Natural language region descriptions
------------------------
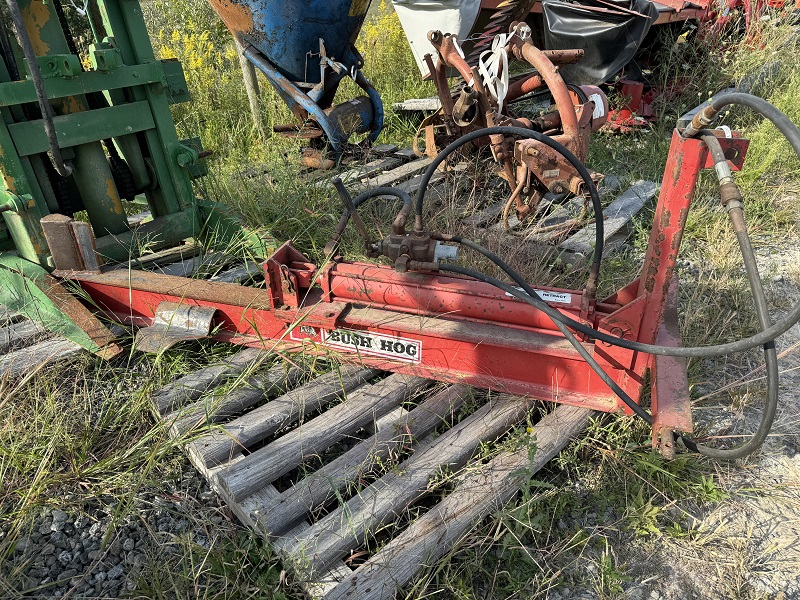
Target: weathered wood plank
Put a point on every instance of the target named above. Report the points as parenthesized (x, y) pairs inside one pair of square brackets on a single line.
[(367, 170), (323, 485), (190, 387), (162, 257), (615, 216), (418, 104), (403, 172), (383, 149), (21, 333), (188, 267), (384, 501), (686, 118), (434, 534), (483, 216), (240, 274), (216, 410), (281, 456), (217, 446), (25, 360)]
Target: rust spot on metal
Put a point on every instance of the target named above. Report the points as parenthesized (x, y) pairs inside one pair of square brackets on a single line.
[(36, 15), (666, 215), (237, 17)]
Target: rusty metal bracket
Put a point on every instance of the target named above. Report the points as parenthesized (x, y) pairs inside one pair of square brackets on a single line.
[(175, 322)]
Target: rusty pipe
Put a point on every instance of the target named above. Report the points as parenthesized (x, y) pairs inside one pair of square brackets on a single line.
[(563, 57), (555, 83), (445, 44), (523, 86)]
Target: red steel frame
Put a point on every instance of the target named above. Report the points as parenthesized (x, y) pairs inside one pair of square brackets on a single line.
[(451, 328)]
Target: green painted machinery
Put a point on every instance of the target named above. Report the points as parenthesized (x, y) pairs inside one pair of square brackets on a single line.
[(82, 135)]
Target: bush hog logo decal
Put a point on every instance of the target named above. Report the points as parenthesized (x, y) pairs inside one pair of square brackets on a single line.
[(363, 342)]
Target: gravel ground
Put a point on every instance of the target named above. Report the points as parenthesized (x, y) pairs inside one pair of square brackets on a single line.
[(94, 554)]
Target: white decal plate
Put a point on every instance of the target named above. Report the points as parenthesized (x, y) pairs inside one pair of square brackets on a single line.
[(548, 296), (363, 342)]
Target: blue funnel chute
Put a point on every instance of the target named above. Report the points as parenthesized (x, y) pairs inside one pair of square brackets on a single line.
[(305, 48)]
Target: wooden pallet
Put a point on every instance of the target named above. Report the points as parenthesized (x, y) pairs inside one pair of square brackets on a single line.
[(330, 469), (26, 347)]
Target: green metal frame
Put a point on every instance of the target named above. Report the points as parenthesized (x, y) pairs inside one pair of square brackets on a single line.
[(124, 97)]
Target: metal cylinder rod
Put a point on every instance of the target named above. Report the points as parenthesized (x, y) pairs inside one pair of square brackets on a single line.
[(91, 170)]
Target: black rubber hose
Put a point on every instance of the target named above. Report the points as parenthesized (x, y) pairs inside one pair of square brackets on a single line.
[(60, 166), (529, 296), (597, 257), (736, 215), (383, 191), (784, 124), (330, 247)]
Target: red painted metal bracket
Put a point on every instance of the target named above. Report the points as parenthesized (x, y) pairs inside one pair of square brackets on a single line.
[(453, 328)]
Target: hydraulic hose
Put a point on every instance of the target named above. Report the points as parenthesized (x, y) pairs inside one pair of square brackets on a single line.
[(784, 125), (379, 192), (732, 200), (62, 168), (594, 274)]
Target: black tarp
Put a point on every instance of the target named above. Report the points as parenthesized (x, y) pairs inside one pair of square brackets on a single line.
------------------------
Every line above carrying the word "green" needs to be shown.

Target: green painted machinery
Target: green metal frame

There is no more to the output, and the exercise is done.